» **Given passage**
__________________________________________________

There are occasions when the time you spend with someone may be brief in terms of time-elapsed ... but special, nonetheless.
Such was the case with me, last night, when I had one of the world's most renowned scientists and naturalists all to myself for a few, priceless minutes. There was an introduction and a handshake ... then we went off to the side of the room so we could sit as he autographed my copy of one of his books. From there a brief conversation, and words of encouragement to-and-from one another. I wish everyone involved in the Evolution vs. Creation debate could have such a moment with Dr. Edward O. Wilson.
Wilson has been named Named one of "America's 25 Most Influential People" by TIME magazine, and for good reason. Through a lifelong passion for biology - especially ants! - he has made a giant contribution to our understanding of the rich spectrum of Earth's biodiversity. He is a the recipient of the U.S. National Medal of Science, the Crafoord Prize (a sister to the Nobel), and the Audubon Medal. He is the Pellegrino University Research Professor, Emeritus, at Harvard, and continues to research at the Museum of Comparative Zoology.
In his lectures, he makes a persuasive, eloquent plea to government, corporate and religious leaders to address the damage we have done to our planet, before it's too late. He is considered among the founders of the modern environmental movement.

__________________________________________________

» **Data**
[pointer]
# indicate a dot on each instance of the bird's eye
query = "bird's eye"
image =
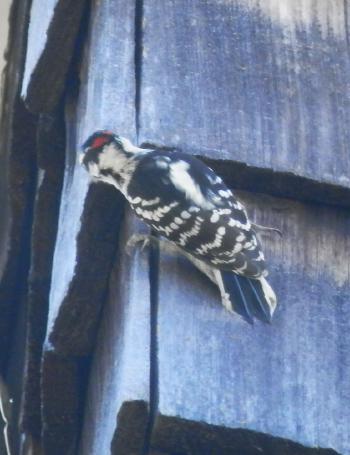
(99, 142)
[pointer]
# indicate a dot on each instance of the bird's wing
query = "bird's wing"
(185, 201)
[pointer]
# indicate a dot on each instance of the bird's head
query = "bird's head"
(105, 155)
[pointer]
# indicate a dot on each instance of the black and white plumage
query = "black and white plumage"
(187, 203)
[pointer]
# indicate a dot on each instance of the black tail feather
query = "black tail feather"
(247, 297)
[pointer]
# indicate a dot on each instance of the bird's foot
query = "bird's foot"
(139, 240)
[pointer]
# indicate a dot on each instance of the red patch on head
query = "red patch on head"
(100, 141)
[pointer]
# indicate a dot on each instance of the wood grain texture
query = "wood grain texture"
(261, 82)
(88, 227)
(288, 379)
(120, 371)
(52, 34)
(61, 395)
(17, 183)
(50, 160)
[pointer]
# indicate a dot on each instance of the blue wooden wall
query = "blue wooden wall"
(135, 353)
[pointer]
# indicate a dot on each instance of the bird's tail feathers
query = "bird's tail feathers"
(250, 297)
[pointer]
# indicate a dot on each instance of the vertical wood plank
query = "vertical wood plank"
(117, 407)
(288, 379)
(260, 81)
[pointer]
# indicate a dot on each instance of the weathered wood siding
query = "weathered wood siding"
(134, 353)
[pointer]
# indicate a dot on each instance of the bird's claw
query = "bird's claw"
(141, 240)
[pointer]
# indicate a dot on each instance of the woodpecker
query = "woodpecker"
(185, 202)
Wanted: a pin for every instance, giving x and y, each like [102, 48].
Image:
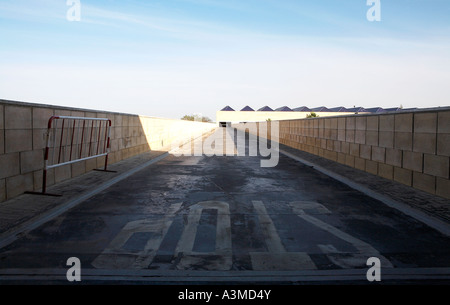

__________________________________________________

» **Problem details**
Do these statements agree with the passage about Edward O. Wilson? Answer yes or no for each, quoting the words of the passage that decide it.
1. Wilson autographed the writer's copy of one of his books.
2. The writer met Wilson last week.
3. Wilson no longer does research.
The items are separate material and have no connection to the passage about Edward O. Wilson.

» **Task response**
1. Yes: "as he autographed my copy of one of his books"
2. No: "Such was the case with me, last night"
3. No: "continues to research at the Museum of Comparative Zoology"